___ Provided records ___
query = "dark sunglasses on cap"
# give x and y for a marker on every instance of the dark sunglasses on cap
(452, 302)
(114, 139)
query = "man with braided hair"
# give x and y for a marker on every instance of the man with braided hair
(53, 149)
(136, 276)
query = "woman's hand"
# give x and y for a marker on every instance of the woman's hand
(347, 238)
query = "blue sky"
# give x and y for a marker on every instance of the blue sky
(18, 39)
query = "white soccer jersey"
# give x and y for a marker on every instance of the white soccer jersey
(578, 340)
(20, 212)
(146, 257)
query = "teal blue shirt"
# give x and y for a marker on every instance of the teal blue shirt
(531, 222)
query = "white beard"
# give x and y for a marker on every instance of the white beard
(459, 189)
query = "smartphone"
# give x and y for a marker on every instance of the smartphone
___
▸ **Task instructions**:
Please transcribe exactly the line containing "the white soccer jersey" and every line after it to the end of the data, and no other lines.

▸ **Answer**:
# give x and y for a marker on every instance of the white soccer jersey
(578, 340)
(20, 212)
(146, 257)
query = "teal blue shirt"
# give x and y for a marker on every instance of the teal blue shirt
(531, 222)
query = "white beard"
# give x and y for a marker on every instance of the white beard
(459, 189)
query = "smartphone"
# give x and y for a marker on every instance of the smartphone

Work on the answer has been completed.